:: EXERCISE INPUTS
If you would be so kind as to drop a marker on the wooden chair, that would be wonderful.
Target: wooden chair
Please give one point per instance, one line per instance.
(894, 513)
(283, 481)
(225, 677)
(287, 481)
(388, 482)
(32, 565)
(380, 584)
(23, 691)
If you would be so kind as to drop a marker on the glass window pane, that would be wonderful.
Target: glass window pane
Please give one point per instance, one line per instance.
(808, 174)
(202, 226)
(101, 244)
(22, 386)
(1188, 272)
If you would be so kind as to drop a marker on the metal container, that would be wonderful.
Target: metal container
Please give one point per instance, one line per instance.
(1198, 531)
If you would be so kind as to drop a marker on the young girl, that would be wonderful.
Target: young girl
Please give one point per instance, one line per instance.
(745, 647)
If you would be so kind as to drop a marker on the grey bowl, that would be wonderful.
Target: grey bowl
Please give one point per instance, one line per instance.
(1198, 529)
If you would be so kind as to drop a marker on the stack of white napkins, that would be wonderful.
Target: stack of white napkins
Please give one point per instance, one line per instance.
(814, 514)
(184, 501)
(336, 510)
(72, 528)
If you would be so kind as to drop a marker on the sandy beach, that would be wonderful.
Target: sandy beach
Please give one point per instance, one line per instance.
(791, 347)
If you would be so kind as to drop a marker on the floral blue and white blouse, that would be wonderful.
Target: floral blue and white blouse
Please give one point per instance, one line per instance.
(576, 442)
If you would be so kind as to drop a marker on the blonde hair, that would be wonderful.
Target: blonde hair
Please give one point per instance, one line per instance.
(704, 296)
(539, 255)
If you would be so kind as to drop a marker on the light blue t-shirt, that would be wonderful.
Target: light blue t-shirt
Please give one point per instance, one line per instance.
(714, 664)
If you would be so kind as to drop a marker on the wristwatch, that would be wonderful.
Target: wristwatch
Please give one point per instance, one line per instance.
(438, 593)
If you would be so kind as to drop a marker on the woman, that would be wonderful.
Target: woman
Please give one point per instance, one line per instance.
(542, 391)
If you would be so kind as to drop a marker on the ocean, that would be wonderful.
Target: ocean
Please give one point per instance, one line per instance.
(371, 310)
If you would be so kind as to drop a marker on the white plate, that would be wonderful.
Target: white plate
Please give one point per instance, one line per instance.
::::
**GOAL**
Can you write out all of the data above again, substituting "place a point" for every "drop a marker" and keeping everything else the same?

**RESULT**
If you would be so kind as to place a point on the wooden chair, that would be wonderful.
Target: wooden chair
Please give one point per instance, one line per instance.
(894, 513)
(283, 481)
(225, 677)
(287, 481)
(388, 482)
(32, 565)
(380, 584)
(23, 691)
If you would be so kind as to place a point on the glass window pane, that would be wonderful.
Target: glass window pane
Please give one point per instance, one line per instance.
(808, 174)
(202, 226)
(101, 244)
(22, 386)
(1188, 272)
If you would be so kind as to place a point on the metal container, that would be wonderful.
Target: metal container
Please give one point per instance, one line per instance.
(1198, 531)
If you would be so kind as to place a point on the young girl, that would be wonderful.
Target: young girl
Please give one point per instance, one line per instance.
(745, 647)
If you would be so kind as to place a point on the grey bowl, that would be wonderful.
Target: grey bowl
Please give one point per instance, one line per instance.
(1198, 529)
If you would be so kind as to place a point on the stack of white napkins, that would be wonderful.
Target: stack of white napkins
Please give one point per instance, one line per instance.
(814, 514)
(184, 501)
(336, 510)
(72, 528)
If you would be so kind as to place a point on the sandy beach, that would be wonderful.
Target: sandy beach
Please give one point per instance, one line per instance.
(791, 347)
If you would be so kind as to place a point on the floral blue and white blouse, that would be wonderful.
Target: floral blue and white blouse
Please give one point per instance, one line per instance.
(576, 442)
If you would be so kind as to place a point on the blonde hair, that would be wonderful.
Target: blonde hair
Please give one point per instance, one line per instance.
(704, 296)
(539, 255)
If you would be so kind as to place a point on the light blue t-shirt, that would be wonderful.
Target: light blue t-shirt
Please give one point per instance, one line per instance.
(714, 664)
If you would be so kind as to place a point on the wristwatch, that would be wonderful.
Target: wristwatch
Please give one point per instance, one line per instance.
(438, 593)
If you would be so kind as to place a point on the woman, that would be wonderful.
Target: woman
Please give one point per instance, one line per instance.
(542, 391)
If you would be so kind as to place a point on the ocean, that would be wonderful.
Target: ocean
Please give one point per instance, one line per instance.
(371, 310)
If you would be so kind as to place a point on the white plate, that would be wonderful.
Target: white plate
Please give one point per instance, one line per instance.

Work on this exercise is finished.